■ ABOUT THIS TASK
Your reply should be the records below, duplicated exactly, with any picture removed.

Segment Open

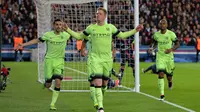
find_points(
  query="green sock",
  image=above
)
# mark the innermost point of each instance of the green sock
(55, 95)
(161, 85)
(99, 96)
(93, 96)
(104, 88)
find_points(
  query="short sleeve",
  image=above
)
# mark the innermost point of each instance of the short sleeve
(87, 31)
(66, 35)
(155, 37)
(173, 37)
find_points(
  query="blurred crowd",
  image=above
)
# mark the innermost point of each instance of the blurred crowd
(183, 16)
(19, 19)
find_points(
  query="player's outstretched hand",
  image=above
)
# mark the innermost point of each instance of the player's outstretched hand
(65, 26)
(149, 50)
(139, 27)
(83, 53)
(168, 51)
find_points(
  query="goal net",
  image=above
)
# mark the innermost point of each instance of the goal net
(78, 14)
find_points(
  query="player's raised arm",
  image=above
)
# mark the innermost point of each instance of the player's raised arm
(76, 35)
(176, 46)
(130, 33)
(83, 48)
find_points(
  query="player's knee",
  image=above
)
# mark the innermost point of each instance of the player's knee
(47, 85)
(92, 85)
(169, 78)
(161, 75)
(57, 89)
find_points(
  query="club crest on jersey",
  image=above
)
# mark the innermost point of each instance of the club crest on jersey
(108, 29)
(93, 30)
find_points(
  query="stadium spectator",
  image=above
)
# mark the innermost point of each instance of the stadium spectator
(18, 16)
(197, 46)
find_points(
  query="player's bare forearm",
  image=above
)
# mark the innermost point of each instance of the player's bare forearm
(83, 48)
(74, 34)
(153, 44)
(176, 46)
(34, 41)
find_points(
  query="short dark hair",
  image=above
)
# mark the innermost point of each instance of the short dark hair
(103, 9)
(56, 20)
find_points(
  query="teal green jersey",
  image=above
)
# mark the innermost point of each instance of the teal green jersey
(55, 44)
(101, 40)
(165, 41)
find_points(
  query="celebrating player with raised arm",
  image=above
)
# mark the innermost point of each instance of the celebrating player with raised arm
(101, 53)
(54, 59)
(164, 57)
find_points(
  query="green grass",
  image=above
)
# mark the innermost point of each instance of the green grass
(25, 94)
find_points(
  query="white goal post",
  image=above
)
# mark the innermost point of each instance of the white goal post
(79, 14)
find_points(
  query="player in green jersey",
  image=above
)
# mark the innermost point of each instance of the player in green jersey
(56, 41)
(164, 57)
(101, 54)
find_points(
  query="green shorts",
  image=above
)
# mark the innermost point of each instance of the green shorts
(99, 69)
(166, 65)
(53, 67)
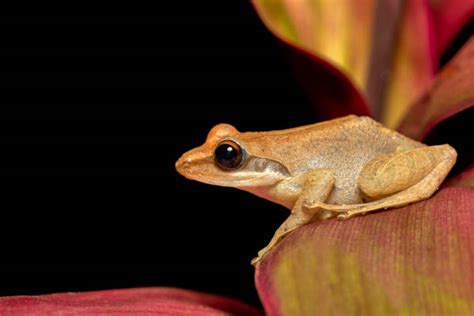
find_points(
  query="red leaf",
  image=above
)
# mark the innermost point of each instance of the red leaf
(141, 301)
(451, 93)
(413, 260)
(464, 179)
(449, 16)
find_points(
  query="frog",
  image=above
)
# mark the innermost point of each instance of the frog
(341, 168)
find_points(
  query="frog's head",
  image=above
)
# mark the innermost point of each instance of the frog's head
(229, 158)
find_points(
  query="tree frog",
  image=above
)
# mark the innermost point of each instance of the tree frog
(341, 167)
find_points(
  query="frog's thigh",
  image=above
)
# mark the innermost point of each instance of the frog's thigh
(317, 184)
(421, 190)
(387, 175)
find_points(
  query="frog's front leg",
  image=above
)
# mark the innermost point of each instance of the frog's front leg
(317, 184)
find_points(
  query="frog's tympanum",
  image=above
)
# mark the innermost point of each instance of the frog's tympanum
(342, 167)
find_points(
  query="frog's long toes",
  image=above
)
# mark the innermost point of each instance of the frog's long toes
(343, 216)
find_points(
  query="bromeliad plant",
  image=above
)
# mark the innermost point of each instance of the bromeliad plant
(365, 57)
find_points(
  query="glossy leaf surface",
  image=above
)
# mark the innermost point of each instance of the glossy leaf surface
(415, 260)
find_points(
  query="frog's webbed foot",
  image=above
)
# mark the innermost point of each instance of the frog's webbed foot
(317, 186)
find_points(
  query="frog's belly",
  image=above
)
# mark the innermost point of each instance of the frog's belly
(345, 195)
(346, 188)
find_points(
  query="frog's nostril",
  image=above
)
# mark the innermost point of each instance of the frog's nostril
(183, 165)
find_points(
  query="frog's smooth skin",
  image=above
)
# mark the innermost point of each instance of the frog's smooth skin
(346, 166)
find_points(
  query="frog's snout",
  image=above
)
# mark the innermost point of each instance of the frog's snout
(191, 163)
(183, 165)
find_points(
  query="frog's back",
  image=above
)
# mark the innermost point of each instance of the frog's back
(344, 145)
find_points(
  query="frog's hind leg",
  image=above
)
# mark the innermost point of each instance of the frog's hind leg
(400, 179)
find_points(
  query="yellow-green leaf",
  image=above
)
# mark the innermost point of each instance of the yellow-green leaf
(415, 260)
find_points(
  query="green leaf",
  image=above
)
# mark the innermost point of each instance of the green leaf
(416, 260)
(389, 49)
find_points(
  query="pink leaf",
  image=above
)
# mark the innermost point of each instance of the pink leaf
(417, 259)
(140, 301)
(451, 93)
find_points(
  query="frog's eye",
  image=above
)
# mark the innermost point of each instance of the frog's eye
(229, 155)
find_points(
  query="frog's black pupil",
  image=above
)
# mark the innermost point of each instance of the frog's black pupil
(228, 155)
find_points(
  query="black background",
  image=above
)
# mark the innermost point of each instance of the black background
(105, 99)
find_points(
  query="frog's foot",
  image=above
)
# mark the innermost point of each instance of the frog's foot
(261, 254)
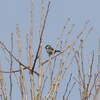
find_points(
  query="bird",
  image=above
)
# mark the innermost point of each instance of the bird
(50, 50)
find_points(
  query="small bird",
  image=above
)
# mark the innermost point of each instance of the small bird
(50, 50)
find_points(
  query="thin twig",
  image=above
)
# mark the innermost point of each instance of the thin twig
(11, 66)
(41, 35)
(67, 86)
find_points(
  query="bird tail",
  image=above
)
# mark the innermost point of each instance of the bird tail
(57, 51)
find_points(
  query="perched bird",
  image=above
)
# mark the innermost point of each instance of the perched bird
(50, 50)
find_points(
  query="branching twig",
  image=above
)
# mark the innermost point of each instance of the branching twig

Segment Closed

■ SOLUTION TO THIS PROBLEM
find_points(
  query="green sock",
  image=above
)
# mark the innermost point of each instance of the green sock
(55, 95)
(161, 85)
(99, 96)
(93, 96)
(104, 88)
find_points(
  query="short sleeve",
  image=above
)
# mark the innermost point of each instance of the short sleeve
(87, 31)
(66, 35)
(155, 37)
(173, 37)
find_points(
  query="blurred crowd",
  image=above
)
# mark the innermost point of each instance of the blurred crowd
(183, 16)
(19, 19)
find_points(
  query="player's outstretched hand",
  image=above
)
# mark the innermost point of each instance of the player's outstretched hand
(65, 26)
(149, 50)
(139, 27)
(83, 53)
(168, 51)
find_points(
  query="goal net",
  image=above
)
# mark the innermost point of each instance of the goal net
(78, 14)
find_points(
  query="player's raised arm",
  image=above
)
# mark the innermost point of each instance of the player's raised arm
(76, 35)
(176, 46)
(130, 33)
(83, 48)
find_points(
  query="player's knee",
  image=above
)
# mark the innermost point of each instance of the player's knee
(47, 85)
(92, 85)
(169, 78)
(161, 75)
(57, 89)
find_points(
  query="club crest on jersey",
  image=above
)
# mark the innermost point of each instance of the club crest on jersey
(108, 29)
(93, 30)
find_points(
  query="stadium spectator",
  image=above
)
# mark the innermost point of each instance of the stadium spectator
(18, 16)
(197, 46)
find_points(
  query="player's bare forearm",
  image=above
)
# mark the innermost point of each instance of the player's bare forearm
(83, 48)
(74, 34)
(153, 44)
(176, 46)
(34, 41)
find_points(
  query="short dark hair",
  image=above
)
# mark the innermost point of each instance of the short dark hair
(103, 9)
(56, 20)
find_points(
  query="teal green jersey",
  image=above
)
# mark the innermost point of each instance of the teal green jersey
(55, 44)
(101, 40)
(165, 41)
find_points(
  query="celebrating player with raised arm",
  image=above
)
# mark the innermost point of each instance of the celebrating player with raised arm
(101, 53)
(54, 59)
(164, 57)
find_points(
  query="green grass",
  image=above
)
# mark the innermost point of each instance of the green grass
(25, 94)
find_points(
  query="white goal post",
  image=above
)
# mark the innermost point of each instance of the white goal post
(79, 14)
find_points(
  query="player in green jersey",
  image=above
)
# mark the innermost point of each instance of the player in green jersey
(56, 41)
(164, 57)
(101, 54)
find_points(
  query="green shorts",
  image=above
)
# mark the innermost point of each instance of the green shorts
(99, 69)
(166, 65)
(53, 67)
find_points(
  query="red leaf",
  image=above
)
# mark the innermost point of each instance of the red leaf
(141, 301)
(451, 93)
(413, 260)
(464, 179)
(449, 16)
find_points(
  query="frog",
  image=above
)
# mark the innermost point of each instance of the frog
(341, 168)
find_points(
  query="frog's head",
  image=above
)
# mark the innermost point of each instance of the frog's head
(229, 158)
find_points(
  query="tree frog",
  image=above
)
# mark the innermost point of each instance of the tree frog
(341, 167)
find_points(
  query="frog's thigh",
  image=above
)
# mark the innermost point of each instance of the frog's thigh
(317, 184)
(421, 190)
(387, 175)
find_points(
  query="frog's front leg",
  image=above
)
# mark the innermost point of each instance of the frog's front leg
(317, 184)
find_points(
  query="frog's tympanum",
  image=above
)
# mark the innermost point of each instance of the frog's tympanum
(342, 167)
find_points(
  query="frog's long toes",
  image=above
)
# mark the innermost point of each instance of the frog's long toes
(343, 216)
find_points(
  query="bromeliad plant",
  image=above
)
# mark the innermost point of each instance of the bromeliad plant
(365, 57)
find_points(
  query="glossy leaf surface",
  image=above
)
# mark the innermost point of each instance of the glossy leaf surface
(415, 260)
find_points(
  query="frog's webbed foot",
  image=above
)
# mark the innermost point of each instance of the frog's webbed foot
(317, 186)
find_points(
  query="frog's belly",
  image=above
)
# mark the innermost point of each instance of the frog's belly
(345, 195)
(346, 188)
find_points(
  query="frog's nostril",
  image=above
)
# mark the innermost point of each instance of the frog's nostril
(183, 165)
find_points(
  query="frog's smooth skin",
  image=above
)
# mark the innermost point of each instance of the frog's smooth skin
(346, 166)
find_points(
  query="frog's snout",
  image=above
)
# mark the innermost point of each instance of the frog's snout
(191, 163)
(183, 165)
find_points(
  query="frog's back",
  image=above
)
# mark the innermost point of each instance of the frog's back
(344, 145)
find_points(
  query="frog's hind leg",
  image=above
)
# mark the innermost point of each instance of the frog's hind leg
(400, 179)
find_points(
  query="yellow-green leaf",
  image=above
)
# mark the innermost point of each instance of the yellow-green leaf
(415, 260)
find_points(
  query="green leaf",
  image=above
)
# mark the innermost point of each instance of the green leaf
(416, 260)
(389, 49)
find_points(
  query="pink leaf",
  image=above
)
# mark the innermost point of each instance of the pink leaf
(417, 259)
(140, 301)
(451, 93)
find_points(
  query="frog's eye",
  image=above
)
# mark the innermost point of each instance of the frog's eye
(229, 155)
find_points(
  query="frog's black pupil",
  image=above
)
# mark the innermost point of each instance of the frog's black pupil
(228, 155)
find_points(
  query="black background",
  image=above
)
# mark the innermost point of each instance of the black background
(105, 99)
find_points(
  query="frog's foot",
  image=above
)
# mark the innermost point of each instance of the frog's foot
(261, 254)
find_points(
  query="bird",
  image=above
)
# mark the innermost point of each instance of the bird
(50, 50)
find_points(
  query="small bird",
  image=above
)
# mark the innermost point of each instance of the small bird
(50, 50)
find_points(
  query="thin twig",
  image=above
)
# mark the innermost point of each instance of the thin twig
(11, 66)
(41, 35)
(67, 86)
find_points(
  query="bird tail",
  image=above
)
# mark the innermost point of each instance of the bird tail
(57, 51)
find_points(
  query="perched bird",
  image=above
)
# mark the innermost point of each instance of the perched bird
(50, 50)
find_points(
  query="branching twig",
  image=above
)
# mark the innermost point of each instance of the branching twig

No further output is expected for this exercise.